---------- EXTRACTED DATA ----------
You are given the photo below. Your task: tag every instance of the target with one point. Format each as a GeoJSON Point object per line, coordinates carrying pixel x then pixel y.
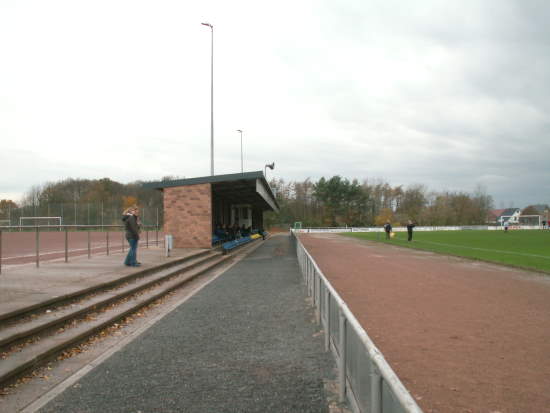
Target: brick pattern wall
{"type": "Point", "coordinates": [188, 215]}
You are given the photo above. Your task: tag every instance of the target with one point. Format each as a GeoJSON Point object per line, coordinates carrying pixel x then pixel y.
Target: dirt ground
{"type": "Point", "coordinates": [463, 336]}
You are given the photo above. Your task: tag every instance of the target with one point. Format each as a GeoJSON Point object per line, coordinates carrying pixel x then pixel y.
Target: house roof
----------
**EXERCISE AIM:**
Omit all pictures while transcribing the entries verbatim.

**EXERCISE SOLUTION:**
You are given the photo below. Your task: tag every instance of the target with one point. Format each as a GeoJSON Point object per line, coordinates carrying pixel x then pixel y.
Target: brick pattern wall
{"type": "Point", "coordinates": [188, 215]}
You are given the photo above. Your task: tag every instance of the target with one point. Format each as a GeoJSON Point object per line, coordinates carrying pixel x then pixel y.
Target: dirt ground
{"type": "Point", "coordinates": [463, 336]}
You are given the photo above. Your task: tag every instance of the target with one point. Format each as a GeoJSON Point object per line, coordinates carrying pixel x then pixel y.
Target: house roof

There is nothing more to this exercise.